# Source extract:
━━━━━━━━━━

My experience with NT is that people treat NT systems as if they were office computers. This is an invitation for disaster, particularly when you use things such as ActiveX drop-ins or try to run other applications which may not be well behaved. When treated like a dedicated box with a minimal GUI, NT generally behaves itself; though I have doubts that it will ever match dedicated applications running on better understood platforms such as BSD, Linux, HP-UX, or OpenVMS.

I believe the GUI is too tightly coupled to the kernel for NT to ever be considered "stable" across the entire range of applications one could run on it. In contrast to most other OSs, a GUI crash will not take the kernel with it, will not stop a service from running, and usually will not leave the file system in tatters.

On a seperate note: writing stable, well featured drivers for ANY operating system is no picnic. Windows NT is not the easiest operating system to write a driver for, either. It's not so much a question of whether an OEM or a third party can write a better driver, but whether either of them can take the time and care required to craft a stable driver.

However, despite these problems, we are moving ahead with deploying a distributed system of SCADA polling servers based on Windows NT. Believe me, it's not my preferred choice. However, it's what the rest of the staff feels most comfortable with and frankly, when I'm done with it, I want to be able to turn it over to them and do other things...

Good Luck!

Jake Brodsky
[email protected]
 
J
Good points made here. I would like to add a point of clarification on
drivers, particularly non Microsoft 3rd party drivers. One must separate
drivers for NT into 2 camps:

a) Low level drivers that dive deep into the operating system, making low
level calls
to the operating system, or perhaps even (blasphemy) bypass things like the
NT Hardware Abstraction Layer.

b) Higher level drivers that make standard calls to the Windows API to
access the RS-232 COM ports, access the standard TCP/IP Ethernet
connections in the operating system -- -this is where the majority (50% or
more) of SCADA drivers sit.

In the first case, those drivers are very difficult to write, much more
risky for anyone in terms of the side effects of what happens when
something goes wrong. There probably is some truth to an OEM or 3rd party
being hard pressed to write a driver. All the same though, I think it
bears noting that "Microsoft ain't perfect either" -- there's a reason 3rd
parties exist and often sell things that replace/augment/add to things in
the OS at a low level -- it's because Microsoft has not addressed the need
for whatever reason. In some cases, I'd say a dedicated 3rd party who is
smart about his business is going to put MORE attention to detail into the
driver than a large beast like Microsoft because they have to -- if they
don't, they don't eat - it's that simple. The achilles heel of the low
level 3rd party driver writer is when Microsoft changes something in a
service pack at the low level and violates common software interface rules
and removes interfaces that used to exist and were documented. It
sometimes happens. Undocumented interfaces, it's Microsoft's right to
remove them -- they say so -- "if it's undocumented you can't count on it
being here in the future".

━━━━━━━━━━

# Excerpted data:
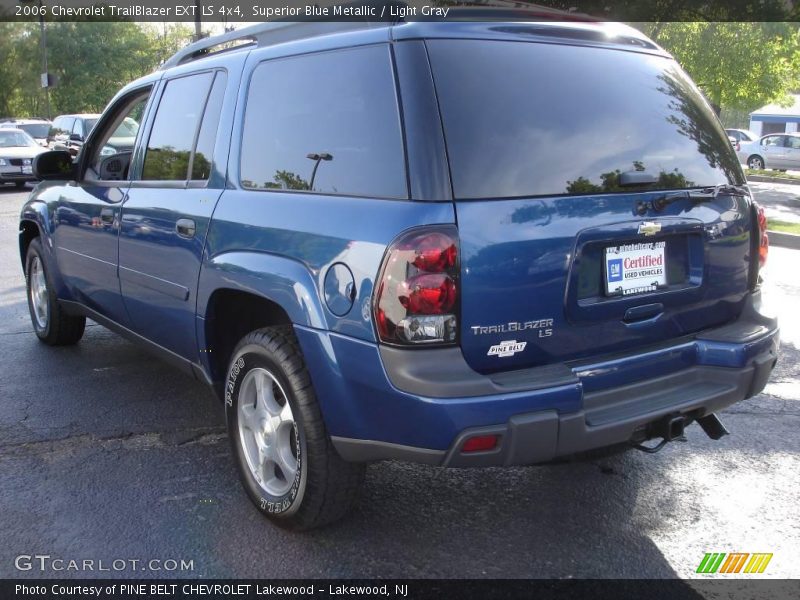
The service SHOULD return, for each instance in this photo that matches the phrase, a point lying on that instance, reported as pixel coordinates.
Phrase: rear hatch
(577, 172)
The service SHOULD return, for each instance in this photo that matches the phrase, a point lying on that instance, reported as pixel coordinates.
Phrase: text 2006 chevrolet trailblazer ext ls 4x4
(462, 244)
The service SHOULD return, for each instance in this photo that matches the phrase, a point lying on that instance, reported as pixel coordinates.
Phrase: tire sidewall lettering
(269, 504)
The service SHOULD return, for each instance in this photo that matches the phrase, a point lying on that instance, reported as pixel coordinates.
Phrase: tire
(50, 323)
(285, 458)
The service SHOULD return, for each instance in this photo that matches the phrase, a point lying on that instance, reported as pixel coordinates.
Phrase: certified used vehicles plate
(635, 268)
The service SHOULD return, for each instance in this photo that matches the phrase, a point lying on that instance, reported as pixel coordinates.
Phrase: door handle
(107, 215)
(185, 227)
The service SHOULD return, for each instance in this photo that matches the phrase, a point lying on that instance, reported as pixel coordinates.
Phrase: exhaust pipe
(669, 429)
(712, 426)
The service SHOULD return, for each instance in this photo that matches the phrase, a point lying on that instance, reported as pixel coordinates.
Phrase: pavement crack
(124, 441)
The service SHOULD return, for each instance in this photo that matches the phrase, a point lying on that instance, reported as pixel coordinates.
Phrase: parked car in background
(69, 131)
(17, 150)
(779, 151)
(38, 129)
(742, 135)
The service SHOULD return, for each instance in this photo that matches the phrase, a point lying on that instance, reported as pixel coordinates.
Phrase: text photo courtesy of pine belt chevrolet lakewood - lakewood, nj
(371, 299)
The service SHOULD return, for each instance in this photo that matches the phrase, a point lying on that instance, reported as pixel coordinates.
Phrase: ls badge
(507, 348)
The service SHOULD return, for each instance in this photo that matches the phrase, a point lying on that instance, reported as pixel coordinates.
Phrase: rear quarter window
(530, 119)
(326, 123)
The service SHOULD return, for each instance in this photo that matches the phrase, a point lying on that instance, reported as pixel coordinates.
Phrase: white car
(17, 150)
(38, 129)
(779, 151)
(742, 135)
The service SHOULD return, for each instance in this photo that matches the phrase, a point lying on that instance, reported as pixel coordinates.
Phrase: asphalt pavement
(108, 454)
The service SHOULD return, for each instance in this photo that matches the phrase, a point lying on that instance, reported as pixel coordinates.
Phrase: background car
(779, 151)
(69, 131)
(17, 150)
(742, 135)
(38, 129)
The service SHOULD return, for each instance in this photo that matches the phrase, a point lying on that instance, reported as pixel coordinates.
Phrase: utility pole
(198, 9)
(45, 78)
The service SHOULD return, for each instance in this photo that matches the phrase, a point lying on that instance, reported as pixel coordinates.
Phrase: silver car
(17, 150)
(774, 151)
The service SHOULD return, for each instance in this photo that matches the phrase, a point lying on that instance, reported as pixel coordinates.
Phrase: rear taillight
(763, 239)
(416, 298)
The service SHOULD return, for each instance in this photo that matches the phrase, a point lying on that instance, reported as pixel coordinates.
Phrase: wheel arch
(28, 231)
(240, 292)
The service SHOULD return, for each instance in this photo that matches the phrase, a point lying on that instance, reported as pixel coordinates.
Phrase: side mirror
(56, 164)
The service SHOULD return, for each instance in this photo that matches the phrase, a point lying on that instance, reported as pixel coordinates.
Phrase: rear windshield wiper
(697, 196)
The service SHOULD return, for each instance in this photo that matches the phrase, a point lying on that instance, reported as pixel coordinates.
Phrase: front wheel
(50, 323)
(285, 459)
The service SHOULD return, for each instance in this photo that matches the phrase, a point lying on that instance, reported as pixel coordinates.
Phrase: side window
(327, 123)
(117, 138)
(204, 149)
(172, 138)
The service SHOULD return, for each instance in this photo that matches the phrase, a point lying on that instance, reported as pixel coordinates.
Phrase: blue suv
(460, 244)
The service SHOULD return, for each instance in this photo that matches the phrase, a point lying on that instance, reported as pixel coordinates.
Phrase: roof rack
(276, 32)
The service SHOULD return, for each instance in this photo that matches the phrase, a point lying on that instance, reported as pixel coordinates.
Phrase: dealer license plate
(635, 268)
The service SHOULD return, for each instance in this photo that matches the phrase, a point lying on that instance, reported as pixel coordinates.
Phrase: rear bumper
(420, 406)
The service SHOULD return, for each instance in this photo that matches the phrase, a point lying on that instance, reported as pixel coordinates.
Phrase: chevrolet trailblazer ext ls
(462, 244)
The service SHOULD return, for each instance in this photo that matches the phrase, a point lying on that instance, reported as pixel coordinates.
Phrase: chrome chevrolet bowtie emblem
(649, 228)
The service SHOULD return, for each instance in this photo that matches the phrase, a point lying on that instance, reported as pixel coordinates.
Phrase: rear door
(168, 207)
(571, 167)
(792, 151)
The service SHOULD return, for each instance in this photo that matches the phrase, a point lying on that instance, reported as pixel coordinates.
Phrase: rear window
(525, 119)
(327, 123)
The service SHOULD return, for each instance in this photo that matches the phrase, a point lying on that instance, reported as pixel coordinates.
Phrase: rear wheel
(50, 323)
(283, 453)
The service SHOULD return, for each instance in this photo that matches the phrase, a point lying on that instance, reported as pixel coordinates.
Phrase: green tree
(739, 66)
(90, 60)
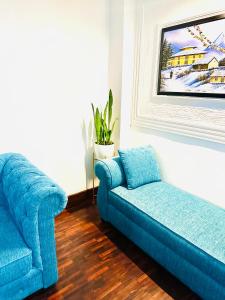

━━━━━━━━━━

# Set task:
In the Windows NT driver discussion, what share of SCADA drivers does the writer place among the higher-level drivers that make standard calls to the Windows API?

# Task result:
The majority, 50% or more.